| EXERCISE GOAL |
Output all entries verbatim, dropping pictures.

Extracted records:
◆ ◆ ◆

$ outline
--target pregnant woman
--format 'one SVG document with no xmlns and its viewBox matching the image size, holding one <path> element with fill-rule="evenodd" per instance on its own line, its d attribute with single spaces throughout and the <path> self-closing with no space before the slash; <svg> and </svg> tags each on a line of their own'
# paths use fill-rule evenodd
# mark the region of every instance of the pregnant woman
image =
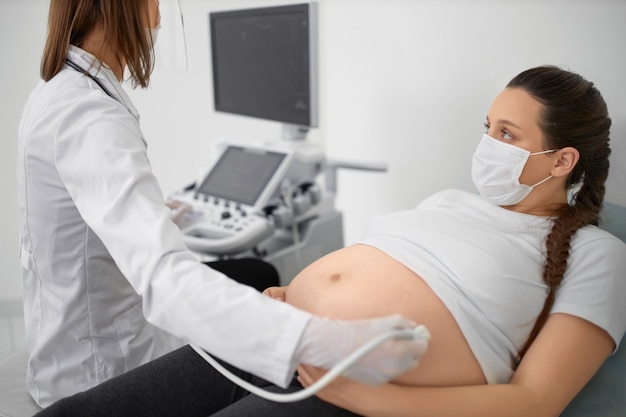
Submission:
<svg viewBox="0 0 626 417">
<path fill-rule="evenodd" d="M 320 316 L 424 324 L 428 351 L 391 383 L 340 378 L 318 397 L 272 403 L 184 347 L 41 415 L 558 415 L 626 329 L 626 246 L 596 227 L 610 125 L 592 83 L 524 71 L 487 114 L 472 163 L 479 194 L 447 190 L 375 217 L 359 244 L 265 291 Z M 324 372 L 301 365 L 289 391 Z"/>
</svg>

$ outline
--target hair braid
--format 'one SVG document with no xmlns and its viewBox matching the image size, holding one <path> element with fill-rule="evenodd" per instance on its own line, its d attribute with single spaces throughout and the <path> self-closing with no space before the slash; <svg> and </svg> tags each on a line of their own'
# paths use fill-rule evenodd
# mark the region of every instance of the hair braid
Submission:
<svg viewBox="0 0 626 417">
<path fill-rule="evenodd" d="M 567 186 L 577 192 L 568 206 L 555 213 L 546 239 L 543 280 L 548 294 L 519 359 L 530 348 L 550 315 L 556 291 L 567 270 L 571 241 L 587 225 L 598 225 L 604 182 L 609 171 L 609 129 L 606 103 L 593 83 L 556 67 L 538 67 L 522 72 L 507 87 L 525 89 L 543 106 L 539 121 L 549 148 L 574 147 L 580 154 Z"/>
</svg>

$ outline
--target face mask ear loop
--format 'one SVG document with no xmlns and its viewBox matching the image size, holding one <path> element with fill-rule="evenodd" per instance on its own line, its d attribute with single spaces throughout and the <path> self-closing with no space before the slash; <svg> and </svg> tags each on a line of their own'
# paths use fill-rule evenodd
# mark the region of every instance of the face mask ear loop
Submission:
<svg viewBox="0 0 626 417">
<path fill-rule="evenodd" d="M 552 178 L 552 175 L 550 175 L 549 177 L 544 178 L 543 180 L 539 181 L 537 184 L 535 184 L 535 185 L 531 186 L 531 188 L 535 188 L 535 187 L 537 187 L 537 186 L 539 186 L 539 185 L 543 184 L 544 182 L 548 181 L 550 178 Z"/>
<path fill-rule="evenodd" d="M 533 153 L 529 154 L 528 156 L 543 155 L 543 154 L 546 154 L 546 153 L 552 153 L 552 152 L 556 152 L 556 151 L 558 151 L 558 149 L 549 149 L 547 151 L 533 152 Z M 544 182 L 548 181 L 550 178 L 552 178 L 552 175 L 548 176 L 547 178 L 544 178 L 543 180 L 539 181 L 537 184 L 532 185 L 530 188 L 534 189 L 535 187 L 537 187 L 537 186 L 543 184 Z"/>
<path fill-rule="evenodd" d="M 547 151 L 533 152 L 533 153 L 528 154 L 528 156 L 533 156 L 533 155 L 542 155 L 542 154 L 544 154 L 544 153 L 552 153 L 552 152 L 556 152 L 556 151 L 558 151 L 558 149 L 549 149 L 549 150 L 547 150 Z"/>
</svg>

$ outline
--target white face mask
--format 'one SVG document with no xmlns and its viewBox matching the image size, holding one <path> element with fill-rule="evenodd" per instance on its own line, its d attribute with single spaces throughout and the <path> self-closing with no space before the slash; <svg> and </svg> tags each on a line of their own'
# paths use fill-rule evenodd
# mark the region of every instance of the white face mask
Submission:
<svg viewBox="0 0 626 417">
<path fill-rule="evenodd" d="M 501 142 L 484 134 L 472 158 L 472 180 L 481 196 L 499 206 L 522 201 L 538 185 L 520 184 L 519 177 L 529 156 L 554 152 L 556 149 L 534 152 Z"/>
</svg>

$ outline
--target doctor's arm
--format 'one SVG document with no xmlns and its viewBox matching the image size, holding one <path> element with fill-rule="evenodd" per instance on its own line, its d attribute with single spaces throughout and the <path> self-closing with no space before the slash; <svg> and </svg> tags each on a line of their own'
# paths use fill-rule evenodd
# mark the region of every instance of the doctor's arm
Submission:
<svg viewBox="0 0 626 417">
<path fill-rule="evenodd" d="M 596 325 L 552 314 L 507 384 L 460 387 L 379 387 L 337 381 L 318 396 L 368 417 L 558 416 L 614 349 Z M 299 369 L 304 386 L 322 375 Z"/>
<path fill-rule="evenodd" d="M 199 262 L 171 221 L 138 121 L 102 95 L 82 95 L 68 109 L 71 117 L 61 118 L 55 167 L 105 257 L 142 297 L 149 323 L 283 387 L 299 362 L 332 366 L 363 339 L 415 326 L 400 316 L 351 322 L 313 317 Z M 423 350 L 419 340 L 391 340 L 351 375 L 389 381 L 412 368 Z"/>
</svg>

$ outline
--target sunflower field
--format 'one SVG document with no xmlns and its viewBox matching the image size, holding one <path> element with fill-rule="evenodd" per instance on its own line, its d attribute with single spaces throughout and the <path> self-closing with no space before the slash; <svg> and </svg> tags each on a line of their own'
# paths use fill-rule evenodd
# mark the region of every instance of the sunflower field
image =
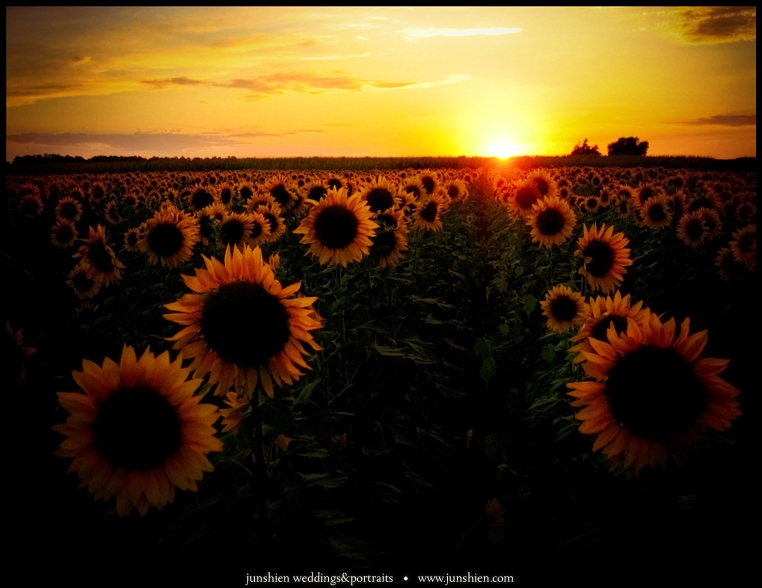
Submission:
<svg viewBox="0 0 762 588">
<path fill-rule="evenodd" d="M 7 175 L 3 222 L 30 574 L 748 565 L 754 172 Z"/>
</svg>

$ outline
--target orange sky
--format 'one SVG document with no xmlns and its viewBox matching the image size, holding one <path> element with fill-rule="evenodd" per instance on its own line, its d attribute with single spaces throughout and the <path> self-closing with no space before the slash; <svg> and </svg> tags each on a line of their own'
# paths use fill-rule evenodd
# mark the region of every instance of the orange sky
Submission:
<svg viewBox="0 0 762 588">
<path fill-rule="evenodd" d="M 6 8 L 6 159 L 756 156 L 756 8 Z"/>
</svg>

◆ ◆ ◆

| FINAL ANSWER |
$ outline
--target pregnant woman
--format 'one SVG document with no xmlns and its viewBox matching the image size, holding one <path> element with fill-rule="evenodd" per instance on its own line, its d attribute with single spaces throughout and the <path> self-closing with no space before the slash; <svg> and </svg> tags each on a line of their own'
# paths use fill-rule evenodd
# mark the region of every instance of the pregnant woman
image =
Submission:
<svg viewBox="0 0 626 417">
<path fill-rule="evenodd" d="M 320 316 L 424 324 L 428 351 L 391 383 L 340 378 L 318 397 L 272 403 L 184 347 L 41 415 L 558 415 L 626 329 L 626 246 L 596 227 L 610 125 L 592 83 L 524 71 L 487 114 L 472 163 L 479 194 L 447 190 L 375 217 L 359 244 L 265 291 Z M 324 372 L 301 365 L 289 391 Z"/>
</svg>

$ outline
--target hair braid
--format 'one SVG document with no xmlns and its viewBox matching the image size, holding one <path> element with fill-rule="evenodd" per instance on its own line, its d attribute with single spaces throughout and the <path> self-closing with no space before the slash; <svg> and </svg> tags each on a line of their own'
# paths use fill-rule evenodd
# mark the region of every instance of the hair braid
Submission:
<svg viewBox="0 0 626 417">
<path fill-rule="evenodd" d="M 567 186 L 577 192 L 568 206 L 555 213 L 546 239 L 543 280 L 548 294 L 519 359 L 530 348 L 550 315 L 556 291 L 567 270 L 571 241 L 587 225 L 598 225 L 604 182 L 609 171 L 609 129 L 606 103 L 593 83 L 556 67 L 538 67 L 522 72 L 507 87 L 525 89 L 543 106 L 539 121 L 549 148 L 574 147 L 580 154 Z"/>
</svg>

$ outline
--target face mask ear loop
--format 'one SVG document with no xmlns and its viewBox matching the image size, holding one <path> element with fill-rule="evenodd" per instance on its own line, its d attribute with single spaces throughout and the <path> self-closing with no space before the slash; <svg> and </svg> tags each on a line of their own'
# paths use fill-rule evenodd
# mark the region of every instance of the face mask ear loop
Submission:
<svg viewBox="0 0 626 417">
<path fill-rule="evenodd" d="M 552 178 L 552 175 L 550 175 L 549 177 L 544 178 L 543 180 L 539 181 L 537 184 L 535 184 L 535 185 L 531 186 L 531 188 L 535 188 L 535 187 L 537 187 L 537 186 L 539 186 L 539 185 L 543 184 L 544 182 L 548 181 L 550 178 Z"/>
<path fill-rule="evenodd" d="M 533 153 L 529 154 L 528 156 L 543 155 L 543 154 L 546 154 L 546 153 L 552 153 L 552 152 L 556 152 L 556 151 L 558 151 L 558 149 L 549 149 L 547 151 L 533 152 Z M 544 182 L 548 181 L 550 178 L 552 178 L 552 175 L 548 176 L 547 178 L 544 178 L 543 180 L 539 181 L 537 184 L 532 185 L 530 188 L 534 189 L 535 187 L 537 187 L 537 186 L 543 184 Z"/>
<path fill-rule="evenodd" d="M 547 151 L 533 152 L 533 153 L 528 154 L 528 156 L 533 156 L 533 155 L 542 155 L 542 154 L 544 154 L 544 153 L 552 153 L 552 152 L 556 152 L 556 151 L 558 151 L 558 149 L 549 149 L 549 150 L 547 150 Z"/>
</svg>

$ outline
--target white face mask
--format 'one SVG document with no xmlns and its viewBox matching the image size, holding one <path> element with fill-rule="evenodd" per instance on its own line, its d attribute with single spaces throughout and the <path> self-closing with no space before the slash; <svg> and </svg> tags each on a line of their own'
# paths use fill-rule evenodd
# mark the region of every instance of the white face mask
Submission:
<svg viewBox="0 0 626 417">
<path fill-rule="evenodd" d="M 501 142 L 484 134 L 472 158 L 472 180 L 481 196 L 499 206 L 522 201 L 538 185 L 520 184 L 519 177 L 529 156 L 554 152 L 556 149 L 534 152 Z"/>
</svg>

$ outline
--target doctor's arm
--format 'one SVG document with no xmlns and its viewBox matching the image size, holding one <path> element with fill-rule="evenodd" per instance on its own line, its d attribute with single spaces throughout and the <path> self-closing with no space before the slash; <svg> and </svg> tags each on a line of their own'
# paths use fill-rule evenodd
# mark the region of every instance of the doctor's arm
Submission:
<svg viewBox="0 0 626 417">
<path fill-rule="evenodd" d="M 596 325 L 552 314 L 507 384 L 460 387 L 379 387 L 337 381 L 318 396 L 368 417 L 558 416 L 614 349 Z M 299 369 L 304 386 L 322 375 Z"/>
<path fill-rule="evenodd" d="M 199 262 L 171 221 L 138 121 L 102 95 L 82 95 L 68 109 L 71 117 L 61 118 L 55 167 L 105 257 L 142 297 L 149 323 L 283 387 L 299 362 L 332 366 L 363 339 L 415 326 L 400 316 L 351 322 L 313 317 Z M 423 350 L 419 340 L 391 340 L 351 375 L 389 381 L 412 368 Z"/>
</svg>

$ outline
--target sunflower field
--format 'one SVG document with no xmlns and its viewBox matching the image size, holding one <path> element with fill-rule="evenodd" per instance on its own line, its d attribute with single spaces throughout and the <path> self-closing with no space before the slash; <svg> and </svg> tags each on a line of their own'
# paths use fill-rule evenodd
# mark the region of every instance of the sunflower field
image =
Submission:
<svg viewBox="0 0 762 588">
<path fill-rule="evenodd" d="M 7 175 L 3 222 L 30 574 L 748 565 L 754 172 Z"/>
</svg>

$ outline
--target orange sky
--format 'one SVG document with no xmlns and its viewBox matching the image size, holding one <path> element with fill-rule="evenodd" per instance on its own line, its d attribute with single spaces throughout and the <path> self-closing with no space before the slash; <svg> and </svg> tags each on a line of their own'
# paths use fill-rule evenodd
# mark the region of every instance of the orange sky
Submission:
<svg viewBox="0 0 762 588">
<path fill-rule="evenodd" d="M 6 8 L 6 159 L 756 156 L 756 8 Z"/>
</svg>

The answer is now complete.